─── Input material

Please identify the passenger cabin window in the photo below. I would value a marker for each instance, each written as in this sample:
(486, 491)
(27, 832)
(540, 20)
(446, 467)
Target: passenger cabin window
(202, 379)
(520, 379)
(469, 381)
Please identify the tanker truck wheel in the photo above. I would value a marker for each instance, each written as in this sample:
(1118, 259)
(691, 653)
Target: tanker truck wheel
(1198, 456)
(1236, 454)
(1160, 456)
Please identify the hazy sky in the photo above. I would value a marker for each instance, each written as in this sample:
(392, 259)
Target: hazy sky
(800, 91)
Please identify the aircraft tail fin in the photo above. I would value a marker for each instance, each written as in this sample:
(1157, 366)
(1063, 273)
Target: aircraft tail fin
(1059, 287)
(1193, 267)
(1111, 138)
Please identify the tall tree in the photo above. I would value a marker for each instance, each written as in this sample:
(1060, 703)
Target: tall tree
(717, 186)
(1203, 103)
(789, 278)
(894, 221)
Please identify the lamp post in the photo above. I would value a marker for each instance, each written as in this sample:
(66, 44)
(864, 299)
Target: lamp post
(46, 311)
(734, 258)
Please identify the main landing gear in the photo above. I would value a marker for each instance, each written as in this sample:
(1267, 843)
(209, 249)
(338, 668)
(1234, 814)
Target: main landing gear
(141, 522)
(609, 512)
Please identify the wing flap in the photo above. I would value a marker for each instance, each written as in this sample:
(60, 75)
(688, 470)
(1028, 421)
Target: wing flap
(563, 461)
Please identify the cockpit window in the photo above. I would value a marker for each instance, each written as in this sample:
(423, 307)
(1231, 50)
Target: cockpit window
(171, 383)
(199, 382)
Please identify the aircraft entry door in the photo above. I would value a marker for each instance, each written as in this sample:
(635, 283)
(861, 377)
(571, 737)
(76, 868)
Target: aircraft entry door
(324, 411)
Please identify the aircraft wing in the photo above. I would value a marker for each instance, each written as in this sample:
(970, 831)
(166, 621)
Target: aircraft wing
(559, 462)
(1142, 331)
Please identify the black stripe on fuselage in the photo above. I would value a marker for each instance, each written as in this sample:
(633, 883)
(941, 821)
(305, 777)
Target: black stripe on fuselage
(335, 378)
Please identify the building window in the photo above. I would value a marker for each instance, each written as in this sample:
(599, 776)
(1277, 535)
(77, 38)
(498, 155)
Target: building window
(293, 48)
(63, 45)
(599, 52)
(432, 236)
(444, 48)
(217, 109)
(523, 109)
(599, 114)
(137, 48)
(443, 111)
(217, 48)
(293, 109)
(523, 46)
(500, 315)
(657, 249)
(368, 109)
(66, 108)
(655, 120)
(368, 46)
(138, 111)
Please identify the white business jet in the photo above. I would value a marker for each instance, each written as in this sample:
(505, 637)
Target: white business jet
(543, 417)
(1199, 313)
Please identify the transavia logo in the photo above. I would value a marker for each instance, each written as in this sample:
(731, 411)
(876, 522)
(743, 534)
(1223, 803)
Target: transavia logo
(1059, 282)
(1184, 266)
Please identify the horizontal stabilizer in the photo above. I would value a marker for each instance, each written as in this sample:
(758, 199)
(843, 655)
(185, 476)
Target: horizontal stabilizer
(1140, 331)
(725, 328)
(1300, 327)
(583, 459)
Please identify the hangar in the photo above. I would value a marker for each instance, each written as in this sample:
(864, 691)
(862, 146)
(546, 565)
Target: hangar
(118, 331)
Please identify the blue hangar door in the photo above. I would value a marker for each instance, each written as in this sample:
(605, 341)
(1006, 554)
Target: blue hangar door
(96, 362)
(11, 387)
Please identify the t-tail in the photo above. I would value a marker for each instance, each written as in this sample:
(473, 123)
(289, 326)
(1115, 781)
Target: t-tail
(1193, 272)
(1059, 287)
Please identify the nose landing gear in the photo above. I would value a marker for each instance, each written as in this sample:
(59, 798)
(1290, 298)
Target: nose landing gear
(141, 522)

──────

Your task is to give the records above again, exactly.

Result of this exercise:
Please identify the passenger cabin window in the photo below. I would value a marker for each instance, each written as in this sample:
(486, 491)
(27, 832)
(540, 20)
(446, 467)
Target: passenger cabin window
(202, 379)
(520, 379)
(469, 381)
Please identify the tanker truck wheel in the photo above. I would value a marker for each instance, each written as in this sample:
(1118, 259)
(691, 653)
Target: tanker truck wheel
(1198, 456)
(1236, 454)
(1160, 456)
Please identify the hazy sky in the photo above. I would value a marker for each instance, each written as in this sample:
(392, 259)
Target: hazy sky
(800, 91)
Please identify the aircraft tail fin in the photo above. I would value a marker for each instance, each written as in this sample:
(1157, 366)
(1063, 273)
Target: aircraft tail fin
(1059, 287)
(1193, 267)
(1111, 138)
Please identify the tall tree in the photo above. I would value a marker for each instance, each written as in this sample:
(1060, 703)
Target: tall tree
(717, 186)
(1203, 103)
(789, 278)
(894, 221)
Please identify the lamp post in the photo above. I would value a marker for each instance, each written as in this sample:
(66, 44)
(864, 299)
Target: lamp post
(46, 311)
(734, 258)
Please identify the main landing gear in the photo above. I would value a marker for each instance, each written as in this sample:
(1267, 843)
(209, 249)
(338, 668)
(1234, 814)
Target: main landing gear
(141, 522)
(609, 512)
Please identify the wing flap in the photo above. I would value a marker for each instance, each written as in this sample:
(60, 75)
(688, 470)
(1028, 421)
Target: wing flap
(563, 461)
Please identify the cockpit window in the photo above. I would value a marker for each instance, each written as in this sample:
(423, 307)
(1231, 50)
Target: cockpit window
(171, 383)
(199, 382)
Please identify the aircraft entry door in the photo above. I would value a marker for each instance, each written as in this sample:
(635, 283)
(861, 377)
(571, 737)
(76, 868)
Target: aircraft entry door
(324, 411)
Please identify the aircraft wing in the photo above. I would value a marker for each instance, each written as in this sample:
(970, 831)
(166, 621)
Target: aircraft wing
(559, 462)
(1142, 331)
Please identify the black stripe on fuselage in the photo above. I would value a marker for each instance, each written as in this sample:
(633, 883)
(941, 821)
(305, 777)
Target: black stripe on fuselage
(335, 378)
Please identify the building window in the photo above. I would value a marker for each instance, each written as in this sample:
(599, 776)
(1277, 535)
(77, 38)
(498, 155)
Target: building window
(293, 48)
(63, 45)
(599, 52)
(432, 236)
(444, 48)
(217, 109)
(523, 109)
(599, 114)
(137, 48)
(443, 111)
(217, 48)
(293, 109)
(523, 46)
(500, 315)
(657, 249)
(368, 109)
(66, 108)
(655, 120)
(368, 46)
(138, 111)
Please identify the white business jet in the photo above. I would value a marker for each instance, each written as in this sample:
(505, 637)
Target: white business jet
(543, 417)
(1199, 313)
Please identify the transavia logo in the photo above. I would value a marker for each instance, each written as in this sample:
(731, 411)
(876, 522)
(743, 534)
(1223, 803)
Target: transavia logo
(1059, 282)
(1184, 266)
Please identify the horizontal stabilizer in the photo above. I would value a marker for each instance, each written as in this sample:
(758, 199)
(843, 655)
(185, 476)
Target: horizontal stabilizer
(1140, 331)
(725, 328)
(1300, 327)
(583, 459)
Please identify the hangar in the photo above. I would value a marker for each instance, each written as in this sample:
(864, 691)
(862, 146)
(546, 565)
Target: hangar
(118, 331)
Please identify the blue hangar door in the photo above. I would value a marker for each instance, each written as in this sample:
(605, 341)
(1006, 554)
Target: blue hangar door
(96, 362)
(11, 387)
Please identify the t-tail in the photo above. I would value a marker for each instance, each written as in this sample:
(473, 123)
(289, 326)
(1115, 781)
Target: t-tail
(1193, 272)
(1059, 287)
Please identify the nose landing gear in the photo above. I would value a marker for each instance, each written as in this sample:
(59, 798)
(1290, 298)
Target: nose landing gear
(141, 522)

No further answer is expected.